§ **Dataset excerpts**:
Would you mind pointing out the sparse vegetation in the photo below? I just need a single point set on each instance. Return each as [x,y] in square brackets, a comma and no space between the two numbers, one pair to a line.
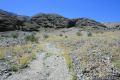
[89,34]
[14,35]
[79,34]
[46,36]
[31,38]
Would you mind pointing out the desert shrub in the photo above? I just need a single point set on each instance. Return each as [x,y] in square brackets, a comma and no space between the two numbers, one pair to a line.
[2,51]
[46,36]
[89,34]
[78,34]
[74,77]
[31,38]
[61,35]
[14,35]
[66,36]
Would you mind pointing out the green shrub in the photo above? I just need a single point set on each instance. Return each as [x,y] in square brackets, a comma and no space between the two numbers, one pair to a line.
[66,36]
[14,35]
[46,36]
[61,35]
[78,34]
[89,34]
[31,38]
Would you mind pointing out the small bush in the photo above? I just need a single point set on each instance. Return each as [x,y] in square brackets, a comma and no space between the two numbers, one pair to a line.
[89,34]
[78,34]
[46,36]
[66,36]
[14,35]
[31,38]
[61,35]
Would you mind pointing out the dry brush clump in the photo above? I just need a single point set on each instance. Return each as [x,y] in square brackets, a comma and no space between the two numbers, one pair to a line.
[18,56]
[97,57]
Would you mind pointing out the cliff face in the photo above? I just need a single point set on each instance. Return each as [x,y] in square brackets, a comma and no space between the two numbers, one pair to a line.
[10,21]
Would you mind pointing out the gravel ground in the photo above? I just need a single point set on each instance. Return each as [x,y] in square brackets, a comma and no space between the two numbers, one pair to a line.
[50,68]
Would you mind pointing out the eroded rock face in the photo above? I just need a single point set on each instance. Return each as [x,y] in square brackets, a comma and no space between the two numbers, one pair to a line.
[50,20]
[10,21]
[88,23]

§ **Your instructions**:
The data is to be restated word for word, with any pictures set aside.

§ **Your solution**:
Would you mind pointing out the sparse vegetation in the photo below? I just need a single point set on each instance. Return each as [x,y] in square brackets, a comma and no space between the two numbers, one pair to a line.
[89,34]
[14,35]
[79,34]
[46,36]
[31,38]
Would you mind pointing out the desert shrub in the photo above? I just need a single point set on each instance. Return each as [x,y] in square brackets, a comma and no space between the two numbers, one pair to a line.
[2,51]
[46,36]
[89,34]
[78,34]
[74,77]
[31,38]
[61,35]
[14,35]
[66,36]
Would you mind pointing out the green shrub in the photo above? I just need a single point set on each instance. Return each as [x,y] in square brackets, a comma and no space between the two numbers, one pair to a line.
[66,36]
[14,35]
[46,36]
[61,35]
[78,34]
[89,34]
[31,38]
Would you mind pointing out the small bush in the photo above? I just need a single point set on each instance. Return each as [x,y] in square brackets, a comma and no space between the two numbers, one pair to a line.
[89,34]
[78,34]
[46,36]
[66,36]
[14,35]
[31,38]
[61,35]
Would you mind pointing out the dry brush clump in the photo above? I just need a single point set on each instance. Return each as [x,y] in square brackets, a comma and no space between the two numbers, one pair to a line.
[18,56]
[97,57]
Would you mind pointing out the cliff face in the photo above? I just need a single point set on each instance. Return each as [x,y] in square brackets, a comma and no space between the two numbers, one pair to a line.
[10,21]
Would you mind pointing out the gravel ground in the photo above? I just need a single point set on each instance. Return each as [x,y] in square brackets, a comma and no space between the two numbers, one pair to a line.
[50,68]
Would you mind pointing out the eroded rock face in the photo above? I just need a single point set on each instance. Return each as [x,y] in square brackets, a comma and no space between the two numbers, one pair to a line.
[50,20]
[10,21]
[88,23]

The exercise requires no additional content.